From: "Aneesh Kumar K.V" <aneesh.ku...@linux.vnet.ibm.com>

This patch change the kernel VSID range so that we limit VSID_BITS to 37.
This enables us to support 64TB with 65 bit VA (37+28). Without this patch
we have boot hangs on platforms that only support 65 bit VA.

With this patch we now have proto vsid generated as below:

We first generate a 37-bit "proto-VSID". Proto-VSIDs are generated
from mmu context id and effective segment id of the address.

For user processes max context id is limited to ((1ul << 19) - 6)

────────────────

WHAT YOU WILL DO
a – Reproduce the part of the VSID patch description that opens with the words containing "We first generate" and closes with "((1ul << 19) - 6)".
b – From the VSID patch description, list each distinct number written with digits, once each, in the order it first appears.
c – Please resume the VSID patch description from where it stops.

(Saved entries)
────────────────

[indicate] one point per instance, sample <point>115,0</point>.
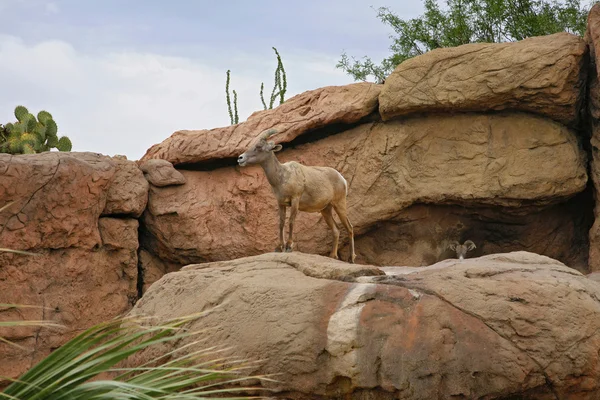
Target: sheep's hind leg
<point>282,210</point>
<point>293,212</point>
<point>340,209</point>
<point>327,213</point>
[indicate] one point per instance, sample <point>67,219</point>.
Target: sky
<point>121,75</point>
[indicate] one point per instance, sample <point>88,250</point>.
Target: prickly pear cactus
<point>30,135</point>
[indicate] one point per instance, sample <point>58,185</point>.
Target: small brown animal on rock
<point>462,249</point>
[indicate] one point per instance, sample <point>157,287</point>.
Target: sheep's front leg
<point>293,211</point>
<point>282,210</point>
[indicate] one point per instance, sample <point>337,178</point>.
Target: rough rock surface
<point>128,192</point>
<point>544,75</point>
<point>493,327</point>
<point>161,173</point>
<point>420,234</point>
<point>512,160</point>
<point>308,111</point>
<point>153,268</point>
<point>86,270</point>
<point>58,198</point>
<point>75,287</point>
<point>592,38</point>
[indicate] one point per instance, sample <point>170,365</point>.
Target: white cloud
<point>52,8</point>
<point>124,102</point>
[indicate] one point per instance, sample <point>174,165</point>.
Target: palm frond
<point>183,374</point>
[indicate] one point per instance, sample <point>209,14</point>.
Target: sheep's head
<point>462,249</point>
<point>260,150</point>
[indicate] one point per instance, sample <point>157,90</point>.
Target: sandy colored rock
<point>161,173</point>
<point>128,191</point>
<point>506,325</point>
<point>78,288</point>
<point>311,110</point>
<point>119,233</point>
<point>592,38</point>
<point>419,235</point>
<point>86,270</point>
<point>515,161</point>
<point>543,75</point>
<point>153,268</point>
<point>57,199</point>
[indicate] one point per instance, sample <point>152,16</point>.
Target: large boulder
<point>543,75</point>
<point>128,192</point>
<point>500,326</point>
<point>57,198</point>
<point>515,162</point>
<point>75,212</point>
<point>74,287</point>
<point>311,110</point>
<point>161,173</point>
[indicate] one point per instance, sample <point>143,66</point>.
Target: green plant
<point>280,86</point>
<point>67,373</point>
<point>467,21</point>
<point>279,90</point>
<point>233,116</point>
<point>30,135</point>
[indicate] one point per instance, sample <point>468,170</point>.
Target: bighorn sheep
<point>304,188</point>
<point>461,249</point>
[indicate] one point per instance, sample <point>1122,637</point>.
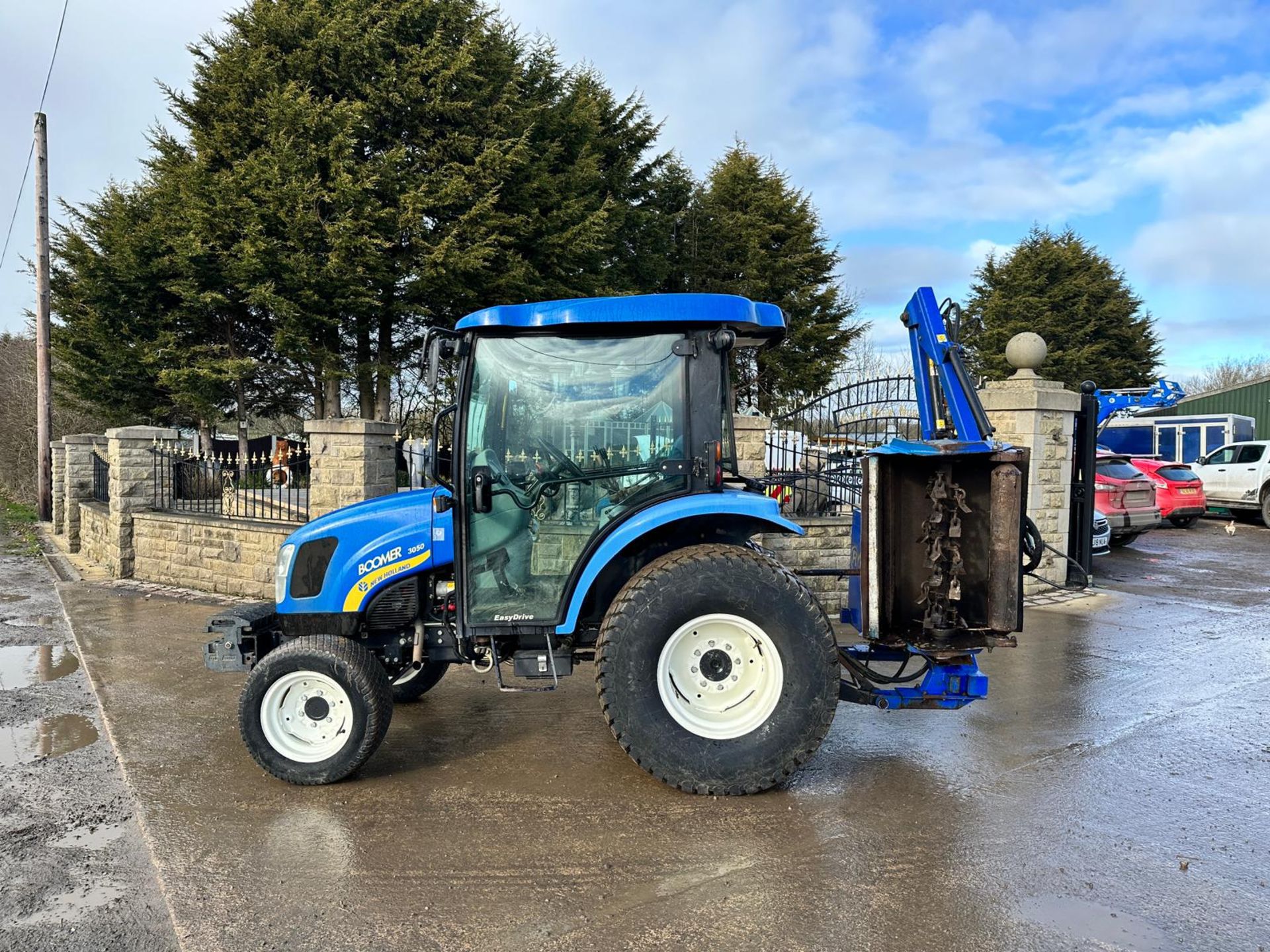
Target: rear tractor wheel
<point>314,710</point>
<point>718,670</point>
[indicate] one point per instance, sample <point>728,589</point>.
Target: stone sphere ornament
<point>1025,353</point>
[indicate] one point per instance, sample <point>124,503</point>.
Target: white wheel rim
<point>294,721</point>
<point>720,677</point>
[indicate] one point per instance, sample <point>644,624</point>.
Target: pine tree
<point>110,291</point>
<point>753,234</point>
<point>1061,287</point>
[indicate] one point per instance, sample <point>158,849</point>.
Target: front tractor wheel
<point>718,670</point>
<point>314,710</point>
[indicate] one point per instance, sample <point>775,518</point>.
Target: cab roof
<point>749,319</point>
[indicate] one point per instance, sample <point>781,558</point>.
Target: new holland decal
<point>362,587</point>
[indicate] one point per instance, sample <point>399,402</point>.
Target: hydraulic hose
<point>1033,549</point>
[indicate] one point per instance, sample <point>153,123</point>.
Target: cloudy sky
<point>927,132</point>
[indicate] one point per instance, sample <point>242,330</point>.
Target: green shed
<point>1249,399</point>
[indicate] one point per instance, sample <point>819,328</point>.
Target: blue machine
<point>1161,394</point>
<point>588,504</point>
<point>911,489</point>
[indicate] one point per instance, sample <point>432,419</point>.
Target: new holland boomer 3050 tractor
<point>592,510</point>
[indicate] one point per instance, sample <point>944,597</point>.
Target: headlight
<point>281,571</point>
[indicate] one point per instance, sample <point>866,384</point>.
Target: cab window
<point>572,434</point>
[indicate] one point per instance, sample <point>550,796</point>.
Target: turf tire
<point>677,588</point>
<point>359,673</point>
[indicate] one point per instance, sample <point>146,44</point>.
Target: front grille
<point>397,607</point>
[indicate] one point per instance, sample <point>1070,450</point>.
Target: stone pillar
<point>130,451</point>
<point>1040,414</point>
<point>78,479</point>
<point>58,450</point>
<point>751,444</point>
<point>349,460</point>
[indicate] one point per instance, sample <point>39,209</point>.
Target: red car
<point>1126,496</point>
<point>1179,491</point>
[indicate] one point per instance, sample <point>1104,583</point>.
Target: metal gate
<point>812,454</point>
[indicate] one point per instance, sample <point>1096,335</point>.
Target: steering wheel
<point>560,457</point>
<point>501,477</point>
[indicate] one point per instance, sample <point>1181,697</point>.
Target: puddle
<point>45,738</point>
<point>22,666</point>
<point>40,621</point>
<point>1094,923</point>
<point>92,837</point>
<point>69,906</point>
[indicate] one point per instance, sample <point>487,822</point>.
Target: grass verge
<point>17,528</point>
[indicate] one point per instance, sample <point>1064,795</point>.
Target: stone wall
<point>351,460</point>
<point>228,556</point>
<point>95,531</point>
<point>751,444</point>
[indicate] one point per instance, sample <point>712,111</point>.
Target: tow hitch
<point>243,635</point>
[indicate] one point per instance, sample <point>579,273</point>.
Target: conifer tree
<point>755,235</point>
<point>1061,287</point>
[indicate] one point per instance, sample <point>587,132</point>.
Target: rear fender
<point>741,514</point>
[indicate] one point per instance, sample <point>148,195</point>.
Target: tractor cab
<point>572,418</point>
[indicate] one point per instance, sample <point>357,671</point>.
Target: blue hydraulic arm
<point>948,404</point>
<point>1161,394</point>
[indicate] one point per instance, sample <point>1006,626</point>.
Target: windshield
<point>1118,470</point>
<point>1177,474</point>
<point>573,432</point>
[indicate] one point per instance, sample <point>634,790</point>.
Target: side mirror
<point>441,461</point>
<point>433,362</point>
<point>483,489</point>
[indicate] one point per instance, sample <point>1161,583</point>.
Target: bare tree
<point>865,361</point>
<point>1228,372</point>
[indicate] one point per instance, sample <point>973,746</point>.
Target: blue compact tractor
<point>588,507</point>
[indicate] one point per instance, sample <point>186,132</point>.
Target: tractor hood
<point>342,559</point>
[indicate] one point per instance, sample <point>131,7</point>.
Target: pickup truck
<point>1238,477</point>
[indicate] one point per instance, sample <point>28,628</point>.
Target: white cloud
<point>1214,187</point>
<point>887,276</point>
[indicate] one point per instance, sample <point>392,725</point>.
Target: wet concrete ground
<point>1111,793</point>
<point>74,870</point>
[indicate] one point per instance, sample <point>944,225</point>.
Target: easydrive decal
<point>362,587</point>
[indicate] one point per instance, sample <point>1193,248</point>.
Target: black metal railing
<point>101,477</point>
<point>812,455</point>
<point>272,487</point>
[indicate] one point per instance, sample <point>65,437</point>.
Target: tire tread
<point>626,603</point>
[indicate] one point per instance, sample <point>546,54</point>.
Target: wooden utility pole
<point>44,370</point>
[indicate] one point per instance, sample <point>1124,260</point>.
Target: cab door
<point>1246,473</point>
<point>1216,473</point>
<point>564,436</point>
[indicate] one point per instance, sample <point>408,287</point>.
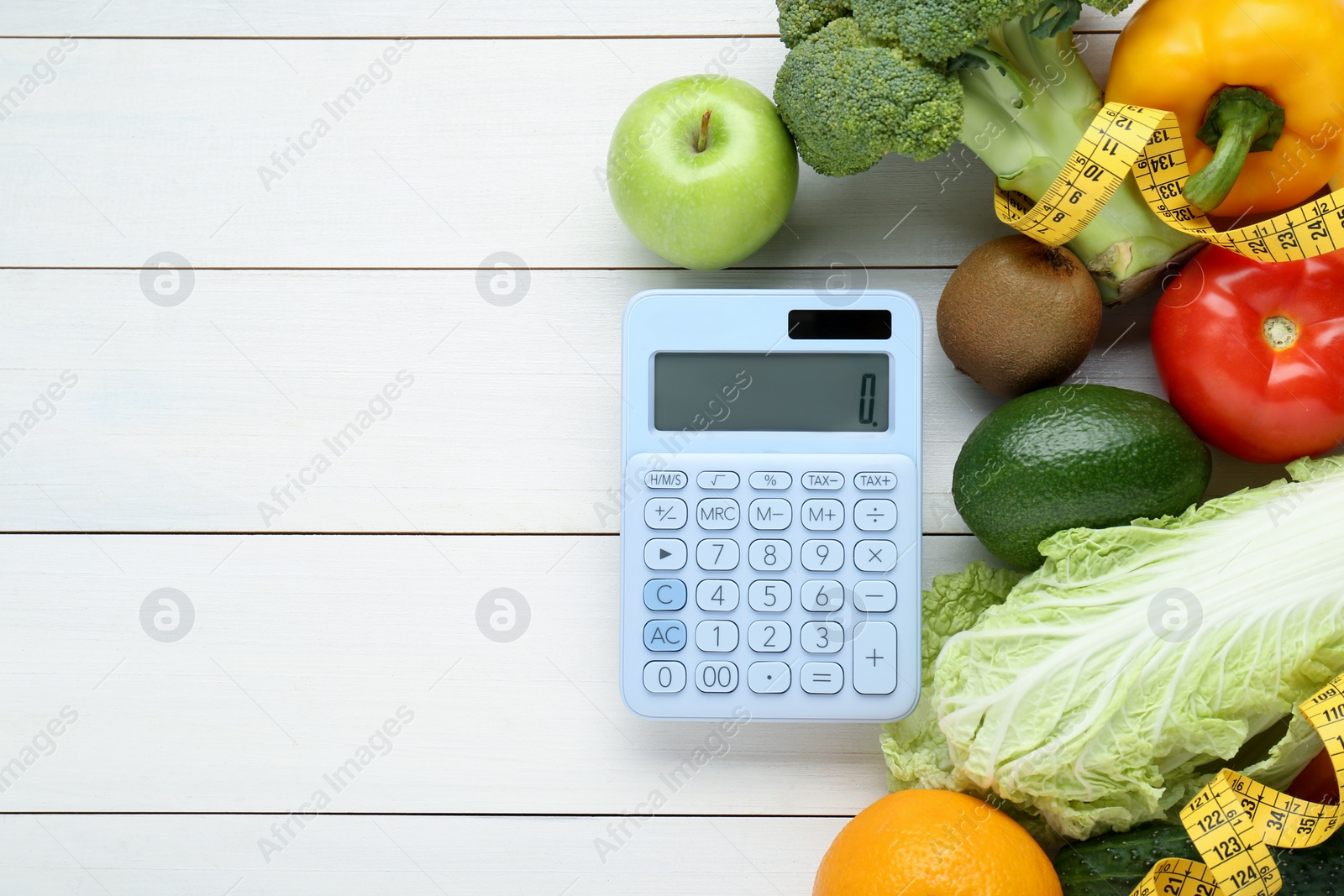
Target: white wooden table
<point>195,766</point>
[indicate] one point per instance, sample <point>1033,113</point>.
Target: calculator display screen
<point>770,391</point>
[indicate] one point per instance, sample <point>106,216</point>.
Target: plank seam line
<point>412,36</point>
<point>428,815</point>
<point>343,535</point>
<point>281,269</point>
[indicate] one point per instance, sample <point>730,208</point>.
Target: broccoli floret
<point>848,101</point>
<point>800,19</point>
<point>871,76</point>
<point>937,29</point>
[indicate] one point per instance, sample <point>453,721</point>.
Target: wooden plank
<point>143,147</point>
<point>427,856</point>
<point>416,18</point>
<point>302,647</point>
<point>195,417</point>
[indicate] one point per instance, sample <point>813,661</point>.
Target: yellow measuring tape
<point>1234,821</point>
<point>1147,141</point>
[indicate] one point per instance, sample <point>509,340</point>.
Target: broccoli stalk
<point>1027,145</point>
<point>1001,76</point>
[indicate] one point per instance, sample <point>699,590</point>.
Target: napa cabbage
<point>1106,688</point>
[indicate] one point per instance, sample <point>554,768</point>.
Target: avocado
<point>1074,456</point>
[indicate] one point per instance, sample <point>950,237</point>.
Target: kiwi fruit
<point>1018,315</point>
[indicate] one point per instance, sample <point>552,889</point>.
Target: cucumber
<point>1116,862</point>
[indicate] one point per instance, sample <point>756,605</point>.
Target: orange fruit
<point>934,842</point>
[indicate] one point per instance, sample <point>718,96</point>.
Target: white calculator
<point>770,504</point>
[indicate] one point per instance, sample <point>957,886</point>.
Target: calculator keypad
<point>763,582</point>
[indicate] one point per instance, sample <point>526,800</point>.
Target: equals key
<point>822,678</point>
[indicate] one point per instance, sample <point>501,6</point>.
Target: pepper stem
<point>1238,121</point>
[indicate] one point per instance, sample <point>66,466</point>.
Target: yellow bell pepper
<point>1258,87</point>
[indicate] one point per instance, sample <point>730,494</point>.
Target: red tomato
<point>1316,782</point>
<point>1252,354</point>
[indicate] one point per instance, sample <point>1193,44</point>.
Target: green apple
<point>702,170</point>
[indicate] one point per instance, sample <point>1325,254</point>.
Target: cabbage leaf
<point>1106,687</point>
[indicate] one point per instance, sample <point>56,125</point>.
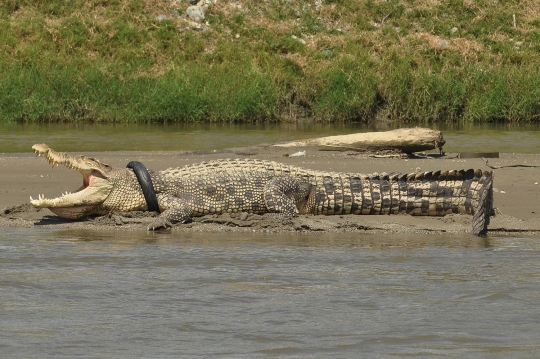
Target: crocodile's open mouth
<point>83,201</point>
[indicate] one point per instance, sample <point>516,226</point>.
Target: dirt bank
<point>516,193</point>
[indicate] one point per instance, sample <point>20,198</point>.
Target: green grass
<point>409,61</point>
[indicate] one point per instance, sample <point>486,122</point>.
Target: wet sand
<point>516,193</point>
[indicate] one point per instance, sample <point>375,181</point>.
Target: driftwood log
<point>406,140</point>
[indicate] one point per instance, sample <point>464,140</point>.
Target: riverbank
<point>516,193</point>
<point>326,61</point>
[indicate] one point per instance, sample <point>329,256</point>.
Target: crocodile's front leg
<point>173,210</point>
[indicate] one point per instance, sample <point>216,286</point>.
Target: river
<point>115,294</point>
<point>68,294</point>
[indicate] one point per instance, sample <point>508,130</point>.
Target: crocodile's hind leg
<point>174,210</point>
<point>283,196</point>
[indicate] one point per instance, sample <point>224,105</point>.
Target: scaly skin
<point>267,187</point>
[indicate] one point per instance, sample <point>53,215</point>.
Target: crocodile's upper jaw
<point>88,198</point>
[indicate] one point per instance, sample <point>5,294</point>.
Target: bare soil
<point>516,193</point>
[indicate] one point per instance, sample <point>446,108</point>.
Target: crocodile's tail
<point>443,192</point>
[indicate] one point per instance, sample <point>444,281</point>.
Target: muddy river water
<point>116,294</point>
<point>69,294</point>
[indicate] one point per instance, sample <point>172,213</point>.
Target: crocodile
<point>269,188</point>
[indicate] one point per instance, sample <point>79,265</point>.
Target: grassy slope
<point>422,61</point>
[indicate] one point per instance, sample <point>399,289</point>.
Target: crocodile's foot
<point>159,224</point>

────────────────

ANSWERS TO THE EXERCISE
a –
We first generate a 37-bit "proto-VSID". Proto-VSIDs are generated
from mmu context id and effective segment id of the address.

For user processes max context id is limited to ((1ul << 19) - 6)

b – 37, 64, 65, 28, 1, 19, 6

c –
for kernel space, we use the top 4 context ids to map address as below
0x7fffb -  [ 0xc000000000000000 - 0xcfffffffffffffff ]
0x7fffc -  [ 0xd000000000000000 - 0xdfffffffffffffff ]
0x7fffd -  [ 0xe000000000000000 - 0xefffffffffffffff ]
0x7fffe -  [ 0xf000000000000000 - 0xffffffffffffffff ]

Signed-off-by: Aneesh Kumar K.V <aneesh.ku...@linux.vnet.ibm.com>
---
 arch/powerpc/include/asm/mmu-hash64.h |  101 ++++++++++++++-------------------
 arch/powerpc/kernel/exceptions-64s.S  |   17 ++++--
 arch/powerpc/mm/mmu_context_hash64.c  |   11 +---
 arch/powerpc/mm/slb_low.S             |   22 +++++--
 4 files changed, 74 insertions(+), 77 deletions(-)

diff --git a/arch/powerpc/include/asm/mmu-hash64.h 
b/arch/powerpc/include/asm/mmu-hash64.h
index 5f8c2bd..0e08252 100644
--- a/arch/powerpc/include/asm/mmu-hash64.h
+++ b/arch/powerpc/include/asm/mmu-hash64.h
@@ -343,17 +343,15 @@ extern void slb_set_size(u16 size);
 /*
  * VSID allocation (256MB segment)
  *
- * We first generate a 38-bit "proto-VSID".  For kernel addresses this
- * is equal to the ESID | 1 << 37, for user addresses it is:
- *     (context << USER_ESID_BITS) | (esid & ((1U << USER_ESID_BITS) - 1)
+ * We first generate a 37-bit "proto-VSID". Proto-VSIDs are generated
+ * from mmu context id and effective segment id of the address.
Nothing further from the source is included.